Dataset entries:
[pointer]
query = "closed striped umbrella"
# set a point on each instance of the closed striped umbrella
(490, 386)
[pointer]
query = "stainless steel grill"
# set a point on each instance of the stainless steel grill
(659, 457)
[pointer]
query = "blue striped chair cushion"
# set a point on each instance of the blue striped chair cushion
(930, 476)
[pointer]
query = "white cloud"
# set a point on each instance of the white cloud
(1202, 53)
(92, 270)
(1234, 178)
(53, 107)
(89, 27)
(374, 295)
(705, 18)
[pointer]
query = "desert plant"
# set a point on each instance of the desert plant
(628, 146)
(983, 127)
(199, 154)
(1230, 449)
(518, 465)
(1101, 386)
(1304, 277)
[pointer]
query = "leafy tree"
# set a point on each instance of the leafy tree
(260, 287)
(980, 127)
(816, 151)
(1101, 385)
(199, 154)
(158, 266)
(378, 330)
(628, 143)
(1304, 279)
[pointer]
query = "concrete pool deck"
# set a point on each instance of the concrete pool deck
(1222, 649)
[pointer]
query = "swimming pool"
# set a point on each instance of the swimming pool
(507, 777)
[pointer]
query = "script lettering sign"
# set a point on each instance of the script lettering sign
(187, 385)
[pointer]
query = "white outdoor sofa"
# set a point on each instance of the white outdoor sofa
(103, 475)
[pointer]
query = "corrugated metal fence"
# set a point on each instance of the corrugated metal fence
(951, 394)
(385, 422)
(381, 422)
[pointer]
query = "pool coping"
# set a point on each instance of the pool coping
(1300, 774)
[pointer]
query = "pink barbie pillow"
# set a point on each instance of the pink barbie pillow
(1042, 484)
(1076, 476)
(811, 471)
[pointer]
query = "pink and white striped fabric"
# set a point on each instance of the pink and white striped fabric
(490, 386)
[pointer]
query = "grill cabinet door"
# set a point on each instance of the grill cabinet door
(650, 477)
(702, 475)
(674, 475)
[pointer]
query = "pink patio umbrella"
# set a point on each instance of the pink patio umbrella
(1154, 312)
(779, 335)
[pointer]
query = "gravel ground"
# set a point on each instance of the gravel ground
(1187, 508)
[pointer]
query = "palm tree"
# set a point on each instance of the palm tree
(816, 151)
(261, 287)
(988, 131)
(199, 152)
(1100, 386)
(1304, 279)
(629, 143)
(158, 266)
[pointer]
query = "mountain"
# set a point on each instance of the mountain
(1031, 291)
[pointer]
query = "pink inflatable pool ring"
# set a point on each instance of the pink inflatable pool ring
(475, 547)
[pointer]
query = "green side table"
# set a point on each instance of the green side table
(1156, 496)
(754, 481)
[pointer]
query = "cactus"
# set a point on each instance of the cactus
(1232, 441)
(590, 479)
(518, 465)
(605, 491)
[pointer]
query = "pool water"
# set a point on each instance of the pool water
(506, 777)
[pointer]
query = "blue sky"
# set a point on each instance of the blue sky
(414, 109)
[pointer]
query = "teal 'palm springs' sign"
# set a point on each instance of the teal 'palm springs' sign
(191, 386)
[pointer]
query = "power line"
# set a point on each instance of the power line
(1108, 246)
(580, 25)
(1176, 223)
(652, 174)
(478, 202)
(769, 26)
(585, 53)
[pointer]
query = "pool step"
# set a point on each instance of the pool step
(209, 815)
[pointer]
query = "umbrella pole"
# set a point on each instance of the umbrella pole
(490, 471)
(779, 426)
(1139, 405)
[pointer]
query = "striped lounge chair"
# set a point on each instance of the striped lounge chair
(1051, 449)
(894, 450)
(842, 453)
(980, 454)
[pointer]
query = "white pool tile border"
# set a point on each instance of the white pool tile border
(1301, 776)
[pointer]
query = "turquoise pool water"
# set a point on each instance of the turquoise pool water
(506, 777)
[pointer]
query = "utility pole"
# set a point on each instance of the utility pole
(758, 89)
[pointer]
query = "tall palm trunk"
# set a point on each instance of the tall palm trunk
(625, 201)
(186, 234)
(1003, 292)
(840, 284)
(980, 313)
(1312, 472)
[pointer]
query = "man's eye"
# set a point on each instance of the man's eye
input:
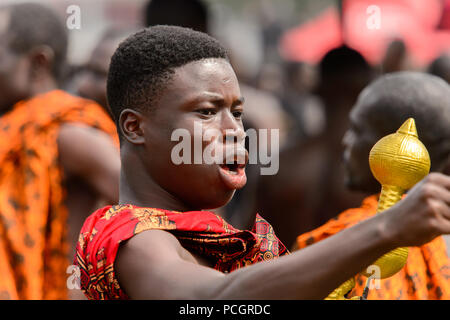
(207, 112)
(237, 114)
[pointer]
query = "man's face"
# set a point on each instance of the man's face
(202, 93)
(92, 80)
(14, 69)
(358, 141)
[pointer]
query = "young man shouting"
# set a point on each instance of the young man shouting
(159, 243)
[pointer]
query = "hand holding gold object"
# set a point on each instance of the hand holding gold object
(398, 161)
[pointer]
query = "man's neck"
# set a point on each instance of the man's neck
(137, 187)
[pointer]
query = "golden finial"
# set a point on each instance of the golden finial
(398, 161)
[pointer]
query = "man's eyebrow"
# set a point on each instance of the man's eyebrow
(217, 98)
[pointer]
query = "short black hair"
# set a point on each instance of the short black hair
(145, 62)
(183, 13)
(31, 25)
(393, 98)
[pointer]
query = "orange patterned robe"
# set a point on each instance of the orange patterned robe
(33, 246)
(425, 276)
(202, 232)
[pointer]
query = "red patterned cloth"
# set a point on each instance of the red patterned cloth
(201, 232)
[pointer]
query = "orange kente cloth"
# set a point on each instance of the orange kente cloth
(33, 218)
(425, 276)
(200, 232)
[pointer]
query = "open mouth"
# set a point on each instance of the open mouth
(233, 168)
(233, 172)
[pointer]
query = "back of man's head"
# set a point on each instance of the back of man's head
(391, 99)
(144, 63)
(32, 25)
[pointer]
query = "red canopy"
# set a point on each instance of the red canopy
(413, 21)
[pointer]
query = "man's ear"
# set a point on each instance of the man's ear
(130, 125)
(42, 59)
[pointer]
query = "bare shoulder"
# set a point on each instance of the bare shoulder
(154, 265)
(158, 245)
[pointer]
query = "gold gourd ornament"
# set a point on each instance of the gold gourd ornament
(398, 161)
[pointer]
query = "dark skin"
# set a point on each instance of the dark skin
(367, 126)
(92, 80)
(153, 264)
(90, 177)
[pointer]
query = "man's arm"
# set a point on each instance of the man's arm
(91, 155)
(153, 264)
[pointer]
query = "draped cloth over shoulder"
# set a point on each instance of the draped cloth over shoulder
(425, 276)
(201, 232)
(33, 246)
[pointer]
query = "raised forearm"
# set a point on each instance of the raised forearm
(311, 273)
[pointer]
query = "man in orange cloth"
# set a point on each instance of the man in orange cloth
(58, 156)
(159, 242)
(381, 108)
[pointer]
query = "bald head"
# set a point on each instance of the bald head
(381, 109)
(30, 25)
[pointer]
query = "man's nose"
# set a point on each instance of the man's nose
(232, 130)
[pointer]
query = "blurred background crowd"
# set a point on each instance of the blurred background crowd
(301, 65)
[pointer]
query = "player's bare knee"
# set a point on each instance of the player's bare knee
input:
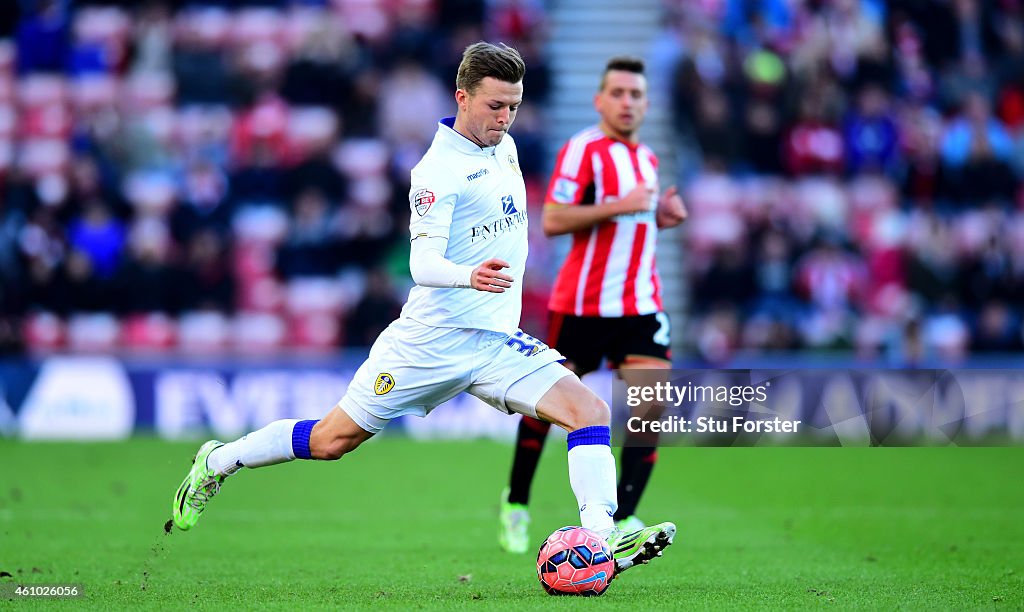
(333, 449)
(589, 410)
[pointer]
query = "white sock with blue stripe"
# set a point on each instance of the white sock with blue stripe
(279, 442)
(592, 476)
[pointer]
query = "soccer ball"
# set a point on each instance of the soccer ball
(574, 561)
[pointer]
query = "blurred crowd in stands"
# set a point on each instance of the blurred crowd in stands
(233, 174)
(854, 175)
(224, 175)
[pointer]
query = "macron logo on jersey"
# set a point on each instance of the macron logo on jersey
(477, 174)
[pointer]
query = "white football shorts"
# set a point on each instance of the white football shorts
(413, 368)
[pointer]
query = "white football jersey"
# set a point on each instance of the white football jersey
(476, 199)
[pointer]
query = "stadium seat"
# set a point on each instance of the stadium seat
(44, 332)
(93, 333)
(259, 332)
(203, 332)
(154, 331)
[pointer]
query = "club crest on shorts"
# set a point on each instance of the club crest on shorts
(384, 383)
(422, 201)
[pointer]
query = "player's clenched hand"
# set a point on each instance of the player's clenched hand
(637, 201)
(489, 277)
(671, 210)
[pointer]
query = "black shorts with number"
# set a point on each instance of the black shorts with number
(586, 340)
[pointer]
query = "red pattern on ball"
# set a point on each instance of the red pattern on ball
(574, 561)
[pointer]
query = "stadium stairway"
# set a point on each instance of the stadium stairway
(584, 35)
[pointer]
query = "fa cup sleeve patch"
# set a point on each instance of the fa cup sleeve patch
(383, 384)
(564, 191)
(422, 201)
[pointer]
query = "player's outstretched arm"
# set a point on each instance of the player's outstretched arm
(560, 218)
(671, 209)
(429, 267)
(489, 277)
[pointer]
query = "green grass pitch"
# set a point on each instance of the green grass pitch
(402, 524)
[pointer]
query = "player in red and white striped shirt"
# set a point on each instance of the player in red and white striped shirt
(606, 303)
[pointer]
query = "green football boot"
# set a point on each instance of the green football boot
(635, 548)
(630, 523)
(198, 488)
(514, 530)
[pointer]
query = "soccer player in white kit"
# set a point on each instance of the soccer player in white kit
(459, 330)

WHAT THIS TASK INVOLVES: Go through the entries above and count the lines containing the string "knee". Give only that number.

SOLUTION TO THE PROBLEM: 2